Written task
Identify every line in the records that contains the word "Medical", and copy each one.

Extracted material
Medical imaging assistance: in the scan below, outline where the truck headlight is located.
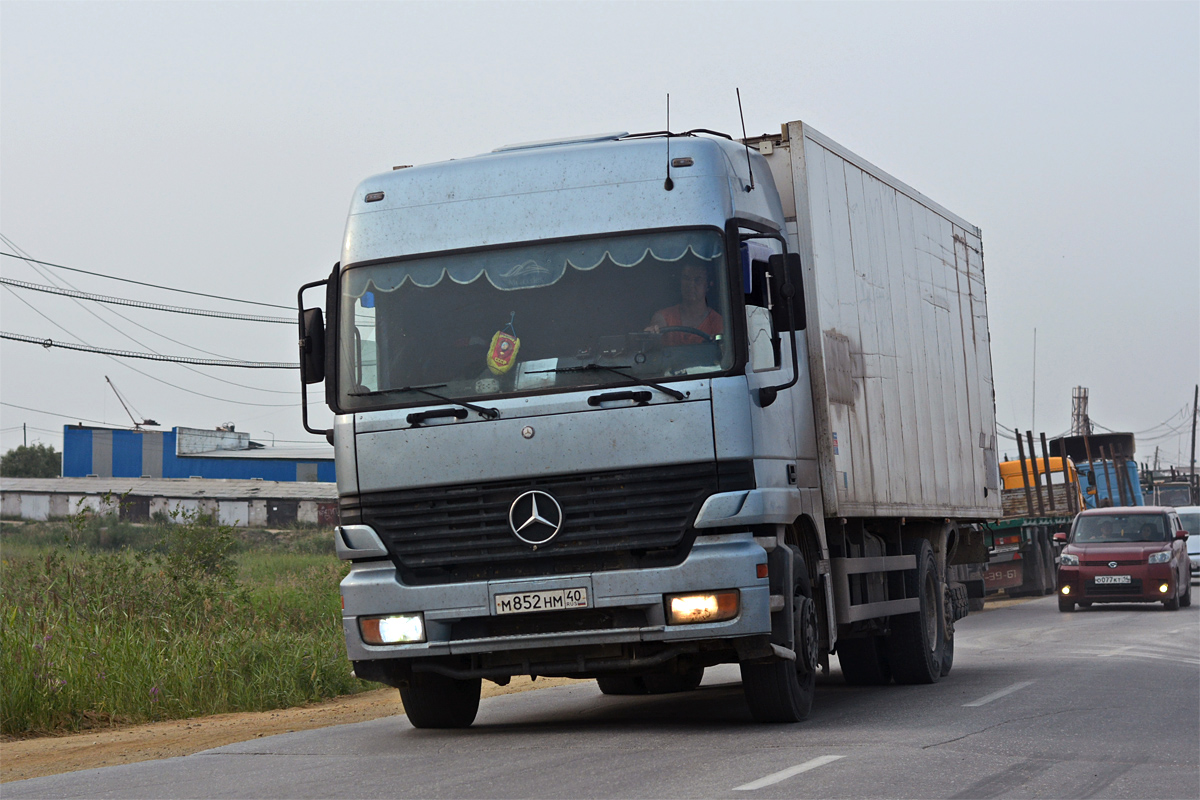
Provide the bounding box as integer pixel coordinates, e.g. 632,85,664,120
665,589,738,625
359,614,425,644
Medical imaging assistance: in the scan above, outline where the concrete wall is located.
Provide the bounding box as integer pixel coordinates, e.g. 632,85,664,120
0,491,338,528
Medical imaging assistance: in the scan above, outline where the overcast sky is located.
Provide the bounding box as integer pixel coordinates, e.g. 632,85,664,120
0,0,1200,463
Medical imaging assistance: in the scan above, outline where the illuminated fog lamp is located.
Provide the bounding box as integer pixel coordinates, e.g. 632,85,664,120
666,589,738,625
359,614,425,644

Complete answer
Medical imaging assistance: in the scan below, outline where the truck headlight is located.
Medical imaging assistance: in the scan above, outline where the concrete wall is located.
Medical imaging assistance: in the scan above, outline where the overcast sky is located.
Medical imaging assistance: in the scan above, outline where the illuminated fog lamp is located.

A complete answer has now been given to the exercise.